◆ Stated task: Write out every one of the rows below word for word, changing nothing.

Rows from a point labeling set
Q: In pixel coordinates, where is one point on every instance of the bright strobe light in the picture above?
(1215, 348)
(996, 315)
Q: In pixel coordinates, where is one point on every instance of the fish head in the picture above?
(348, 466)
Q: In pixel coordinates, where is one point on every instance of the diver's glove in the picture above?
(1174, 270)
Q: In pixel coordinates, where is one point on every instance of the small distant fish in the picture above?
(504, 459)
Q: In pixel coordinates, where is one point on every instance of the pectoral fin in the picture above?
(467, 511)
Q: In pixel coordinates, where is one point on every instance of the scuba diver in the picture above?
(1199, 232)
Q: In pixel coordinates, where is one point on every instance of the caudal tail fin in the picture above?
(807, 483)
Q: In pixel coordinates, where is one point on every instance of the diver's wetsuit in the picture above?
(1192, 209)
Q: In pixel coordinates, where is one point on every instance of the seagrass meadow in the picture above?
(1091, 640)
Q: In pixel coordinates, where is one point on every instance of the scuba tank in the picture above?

◆ The output:
Q: In pixel coordinates, where is one point on every instance of the bright strobe light in the picture above?
(1215, 348)
(996, 315)
Q: In pixel coordinates, where is one point on every instance of the fish head in the picture above?
(348, 466)
Q: In pixel coordinates, where is one point on every instance of the diver's glove in the picture above?
(1174, 270)
Q: In pixel coordinates, where is one point on every instance of the small distant fish in the picture above?
(504, 459)
Q: In pixel coordinates, where is one point on every instance of the pectoral fin in the picture above?
(467, 511)
Q: In pixel coordinates, where is one point on every instance of the scuba diver in the picture above?
(1199, 232)
Q: In pixel coordinates, where is one point on every instance of the caudal tail fin in the picture above?
(807, 483)
Q: In pixel coordinates, where is one point on every instance of the diver's wetsuit in the picture above?
(1192, 209)
Q: In pixel coordinates, where is one point on every instance of the seagrass meadow in the picture above?
(1091, 640)
Q: In pixel coordinates, where is one point on every instance of the scuba tank in the picture above?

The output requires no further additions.